▶ [Aim of the task]:
Rewrite every line of the items below as a numbered list, skipping blank lines. Leave the pictures out of your answer.

Object detection data:
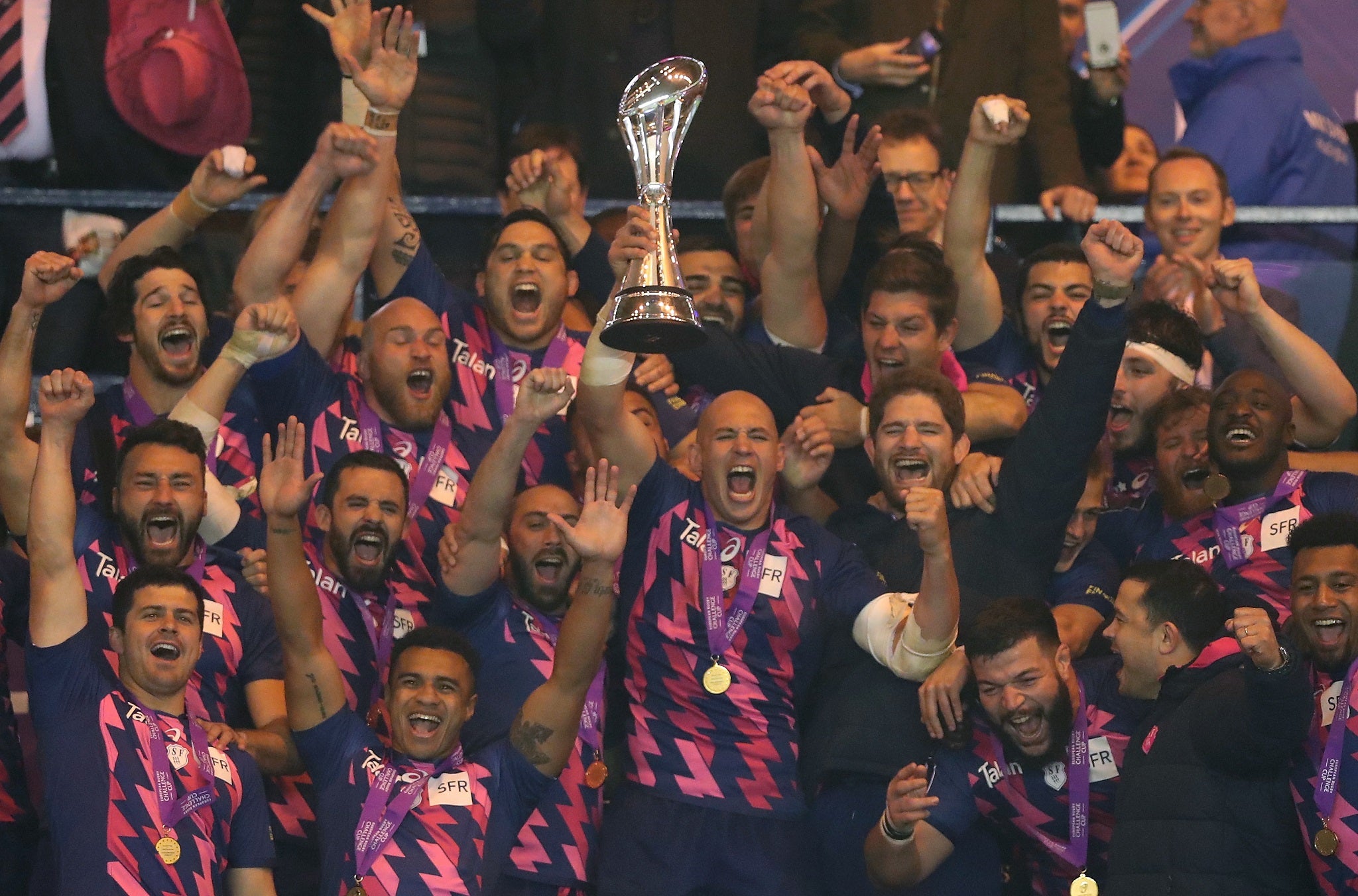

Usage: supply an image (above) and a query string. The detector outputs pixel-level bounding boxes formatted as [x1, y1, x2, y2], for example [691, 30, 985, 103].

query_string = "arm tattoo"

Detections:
[307, 672, 329, 718]
[509, 716, 554, 765]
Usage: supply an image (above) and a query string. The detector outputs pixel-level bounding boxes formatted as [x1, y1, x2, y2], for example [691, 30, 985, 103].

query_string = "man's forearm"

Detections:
[231, 159, 336, 306]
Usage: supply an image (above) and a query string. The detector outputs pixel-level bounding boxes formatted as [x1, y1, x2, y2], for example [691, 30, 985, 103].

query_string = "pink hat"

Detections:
[103, 0, 250, 156]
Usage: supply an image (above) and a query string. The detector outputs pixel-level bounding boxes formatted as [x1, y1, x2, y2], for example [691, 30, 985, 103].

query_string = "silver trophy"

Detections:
[600, 56, 708, 352]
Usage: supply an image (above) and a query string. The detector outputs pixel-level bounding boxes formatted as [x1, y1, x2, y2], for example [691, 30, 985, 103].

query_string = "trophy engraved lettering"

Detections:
[600, 56, 708, 352]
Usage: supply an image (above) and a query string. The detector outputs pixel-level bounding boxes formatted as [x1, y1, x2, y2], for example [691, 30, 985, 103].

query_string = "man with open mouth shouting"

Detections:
[865, 598, 1150, 896]
[253, 430, 428, 892]
[436, 368, 611, 896]
[0, 361, 300, 774]
[1138, 361, 1358, 622]
[261, 410, 633, 896]
[576, 260, 956, 896]
[27, 369, 281, 896]
[802, 221, 1142, 893]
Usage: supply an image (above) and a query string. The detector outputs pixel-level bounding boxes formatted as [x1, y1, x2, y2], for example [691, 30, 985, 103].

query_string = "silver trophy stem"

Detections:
[600, 57, 708, 353]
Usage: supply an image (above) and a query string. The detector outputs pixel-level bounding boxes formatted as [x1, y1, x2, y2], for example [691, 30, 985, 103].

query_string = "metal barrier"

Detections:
[0, 188, 1358, 224]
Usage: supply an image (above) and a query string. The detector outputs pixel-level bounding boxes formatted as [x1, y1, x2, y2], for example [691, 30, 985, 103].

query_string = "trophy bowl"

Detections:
[600, 56, 708, 353]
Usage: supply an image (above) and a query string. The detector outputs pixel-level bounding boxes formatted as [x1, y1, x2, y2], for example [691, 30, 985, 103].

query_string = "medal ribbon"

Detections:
[698, 501, 772, 661]
[513, 597, 603, 754]
[128, 694, 217, 831]
[989, 683, 1089, 871]
[1316, 659, 1358, 827]
[359, 398, 452, 520]
[353, 747, 462, 878]
[122, 376, 217, 473]
[1211, 470, 1306, 569]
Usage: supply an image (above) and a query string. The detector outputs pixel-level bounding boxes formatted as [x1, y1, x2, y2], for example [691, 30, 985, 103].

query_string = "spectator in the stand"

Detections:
[1099, 561, 1312, 896]
[519, 0, 793, 199]
[1169, 0, 1355, 260]
[1056, 0, 1131, 184]
[797, 0, 1087, 211]
[1099, 123, 1160, 203]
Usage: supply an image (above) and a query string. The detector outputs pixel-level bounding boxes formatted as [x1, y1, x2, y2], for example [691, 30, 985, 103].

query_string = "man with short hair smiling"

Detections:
[1099, 561, 1312, 896]
[259, 421, 631, 896]
[1138, 370, 1358, 622]
[27, 370, 275, 896]
[1169, 0, 1354, 262]
[865, 597, 1150, 896]
[1288, 512, 1358, 896]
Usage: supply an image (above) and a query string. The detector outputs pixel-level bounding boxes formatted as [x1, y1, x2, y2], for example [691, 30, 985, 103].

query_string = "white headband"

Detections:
[1127, 339, 1198, 386]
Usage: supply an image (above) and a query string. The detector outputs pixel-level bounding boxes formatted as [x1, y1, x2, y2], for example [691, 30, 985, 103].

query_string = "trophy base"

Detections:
[599, 286, 708, 355]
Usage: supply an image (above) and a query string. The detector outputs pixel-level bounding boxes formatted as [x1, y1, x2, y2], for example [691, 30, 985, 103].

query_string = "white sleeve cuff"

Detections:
[853, 592, 957, 681]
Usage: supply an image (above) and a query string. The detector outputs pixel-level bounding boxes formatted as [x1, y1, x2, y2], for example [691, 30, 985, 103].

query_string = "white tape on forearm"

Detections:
[853, 592, 957, 681]
[345, 78, 368, 128]
[580, 313, 637, 386]
[1127, 341, 1196, 386]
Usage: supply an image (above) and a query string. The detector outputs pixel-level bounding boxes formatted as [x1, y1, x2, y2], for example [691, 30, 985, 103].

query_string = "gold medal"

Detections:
[1202, 473, 1230, 502]
[156, 836, 183, 865]
[702, 660, 731, 694]
[1310, 824, 1339, 858]
[586, 759, 609, 790]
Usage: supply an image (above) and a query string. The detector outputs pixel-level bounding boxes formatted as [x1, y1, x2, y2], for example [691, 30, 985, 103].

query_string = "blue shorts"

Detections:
[599, 783, 814, 896]
[811, 777, 1001, 896]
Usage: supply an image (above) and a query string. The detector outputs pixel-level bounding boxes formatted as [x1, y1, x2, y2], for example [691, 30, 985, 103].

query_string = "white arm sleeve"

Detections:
[853, 592, 957, 681]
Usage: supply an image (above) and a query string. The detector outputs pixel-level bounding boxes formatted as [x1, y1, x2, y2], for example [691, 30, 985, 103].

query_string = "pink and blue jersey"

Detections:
[70, 384, 263, 518]
[928, 657, 1150, 896]
[0, 551, 35, 830]
[75, 506, 282, 728]
[1137, 473, 1358, 624]
[391, 243, 589, 488]
[250, 337, 479, 590]
[293, 707, 551, 896]
[266, 549, 428, 848]
[1292, 669, 1358, 896]
[27, 626, 273, 896]
[437, 581, 603, 888]
[618, 460, 887, 817]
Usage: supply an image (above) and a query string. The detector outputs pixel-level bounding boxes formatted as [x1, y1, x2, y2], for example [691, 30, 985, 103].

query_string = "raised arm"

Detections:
[749, 76, 828, 352]
[99, 149, 266, 290]
[1210, 258, 1358, 448]
[942, 95, 1029, 352]
[576, 205, 656, 487]
[259, 417, 346, 732]
[509, 460, 637, 778]
[29, 368, 93, 647]
[443, 368, 574, 594]
[0, 252, 80, 535]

▶ [Answer for this exercise]:
1. Usage: supply an image (above) and a query string. The detector outputs pixel-level bounding boxes formatted as [x1, y1, x2, y2], for example [691, 30, 985, 103].
2. query_string = "arm tattoo"
3. Detections:
4. [307, 672, 329, 718]
5. [509, 716, 554, 765]
6. Usage: supply an image (above) and a query string. The detector outputs pixel-level bounding boxes formatted as [x1, y1, x2, y2], for example [691, 30, 985, 103].
7. query_string = "man's forearm"
8. Detections:
9. [231, 159, 336, 306]
10. Usage: supply an image (above) and a query string. The detector outputs pixel-level bounding boxes formatted as [x1, y1, x2, y2], for example [691, 30, 985, 103].
11. query_string = "pink hat"
12. Detections:
13. [103, 0, 250, 156]
14. Usage: supply an image (above) and a query string. The detector outputs pixel-level bounding boxes formatted as [x1, y1, x2, y2], for example [691, 30, 985, 103].
15. query_string = "silver trophy"
16. Detections:
17. [600, 56, 708, 352]
18. Usage: supply an image (above) and a query string. The detector outputs pixel-level bounding boxes formatted as [x1, y1, x2, y2], for example [691, 30, 985, 103].
19. query_string = "trophy engraved lettering"
20. Detections:
21. [600, 56, 708, 352]
22. Usage: supply an image (above) and a query string. The detector outputs pixel-level bounding boxes formatted as [x1, y1, x2, y2], for example [691, 30, 985, 103].
23. query_string = "man with open mouth shouting"
24. Detections:
25. [865, 598, 1150, 896]
26. [253, 430, 428, 892]
27. [436, 368, 611, 896]
28. [0, 361, 300, 774]
29. [1138, 361, 1358, 622]
30. [261, 410, 633, 896]
31. [576, 260, 956, 896]
32. [27, 369, 281, 896]
33. [802, 221, 1142, 893]
34. Usage: supply an image (above) and a query string. The detector outputs pixel-level bounding boxes formatted as [x1, y1, x2, y2], for example [691, 30, 985, 103].
35. query_string = "silver trophy stem"
36. Detections:
37. [600, 57, 708, 353]
38. Usage: supply an image (above) and a query string. The detector outputs pixel-level bounding boxes formatted as [x1, y1, x2, y2], for example [691, 30, 985, 103].
39. query_string = "metal barrier"
40. Detections:
41. [0, 188, 1358, 224]
42. Usage: supply an image (above) and a query string. The detector outputs pixel-level bounding boxes formatted as [x1, y1, x2, y2], for example [691, 30, 985, 103].
43. query_string = "trophy bowl"
44. Detections:
45. [600, 56, 708, 353]
46. Usage: supply an image (above) and a query string. The detector outputs pixel-level bounding boxes formatted as [x1, y1, x2, y2], for example [691, 30, 985, 103].
47. query_string = "medal ribbon"
48. Detections:
49. [698, 501, 772, 661]
50. [513, 597, 603, 754]
51. [128, 694, 217, 831]
52. [989, 683, 1089, 871]
53. [1316, 659, 1358, 827]
54. [359, 398, 452, 520]
55. [353, 747, 462, 878]
56. [122, 376, 217, 473]
57. [1211, 470, 1306, 569]
58. Usage: supply an image (above) and a query string. The detector outputs pixel-level bounding boxes formatted as [x1, y1, x2, y2], for example [691, 30, 985, 103].
59. query_string = "spectator in the stand"
60. Detections:
61. [1099, 561, 1312, 896]
62. [519, 0, 793, 199]
63. [1169, 0, 1355, 260]
64. [1056, 0, 1131, 184]
65. [797, 0, 1087, 211]
66. [1099, 123, 1160, 203]
67. Usage: supply an image (above) and a query string. The detector outputs pixel-level bounding boxes formatted as [x1, y1, x2, y2], for example [691, 30, 985, 103].
68. query_string = "man with short hair smiling"
69. Detections:
70. [1099, 561, 1312, 896]
71. [259, 421, 631, 896]
72. [1138, 370, 1358, 622]
73. [27, 370, 275, 896]
74. [1169, 0, 1354, 262]
75. [865, 597, 1150, 896]
76. [1288, 512, 1358, 896]
77. Usage: supply an image (above) and a query string. The detector outputs pixel-level bounding boxes formatted as [x1, y1, x2, y2], for example [691, 30, 985, 103].
78. query_string = "white headband"
79. Detections:
80. [1127, 339, 1198, 386]
81. Usage: supply an image (above) and a query string. The detector outputs pixel-level bounding boxes formatted as [x1, y1, x2, y2], for example [691, 30, 985, 103].
82. query_string = "trophy base"
83. Detections:
84. [599, 286, 708, 355]
85. Usage: supply an image (above) and a query string. The detector outputs pixel-level bounding boxes formatted as [x1, y1, x2, y2], for example [691, 30, 985, 103].
86. query_string = "white sleeve cuff"
87. Detections:
88. [853, 592, 957, 681]
89. Usage: supply an image (above) and a query string. The detector outputs pixel-level bounding boxes formatted as [x1, y1, x2, y2], for example [691, 30, 985, 103].
90. query_string = "white tape on forearm"
91. Detections:
92. [853, 592, 957, 681]
93. [345, 78, 368, 128]
94. [580, 313, 637, 386]
95. [1127, 341, 1196, 386]
96. Usage: supply an image (above) and a query string. The detector outputs pixel-level bounding boxes formatted as [x1, y1, x2, y2], for example [691, 30, 985, 103].
97. query_string = "gold medal"
98. Detections:
99. [1202, 473, 1230, 502]
100. [156, 836, 183, 865]
101. [702, 660, 731, 694]
102. [1310, 824, 1339, 858]
103. [586, 759, 609, 790]
104. Usage: supply an image (above) and a query string. The detector outputs pixel-level bounding boxes formatted as [x1, y1, x2, y2], for example [691, 30, 985, 103].
105. query_string = "blue shorts"
106. Detections:
107. [599, 783, 814, 896]
108. [811, 777, 1001, 896]
109. Usage: supply an image (above) and a query string. The detector outputs pixel-level bounding boxes formatted as [x1, y1, x2, y2], for example [691, 30, 985, 103].
110. query_string = "white arm sleeve"
111. Detections:
112. [853, 592, 957, 681]
113. Usage: supply an image (above) and a query string. The detector outputs pixel-level bounding boxes formatted as [x1, y1, x2, y2], for example [691, 30, 985, 103].
114. query_string = "pink and blue jersey"
115. Detections:
116. [70, 384, 263, 518]
117. [928, 657, 1150, 896]
118. [0, 551, 35, 830]
119. [75, 506, 282, 728]
120. [1137, 473, 1358, 624]
121. [391, 243, 589, 488]
122. [250, 337, 479, 590]
123. [293, 707, 551, 896]
124. [266, 549, 428, 848]
125. [1292, 669, 1358, 896]
126. [27, 626, 273, 896]
127. [437, 581, 603, 888]
128. [618, 460, 887, 817]
129. Usage: supply an image (above) and a query string. The detector outputs pixel-level bounding boxes formatted as [x1, y1, x2, y2], for example [691, 30, 985, 103].
130. query_string = "raised arm"
131. Detections:
132. [749, 76, 828, 352]
133. [99, 149, 266, 290]
134. [1210, 258, 1358, 448]
135. [942, 95, 1029, 352]
136. [576, 205, 656, 487]
137. [259, 417, 346, 732]
138. [509, 460, 637, 778]
139. [29, 368, 93, 647]
140. [443, 368, 574, 594]
141. [0, 252, 80, 535]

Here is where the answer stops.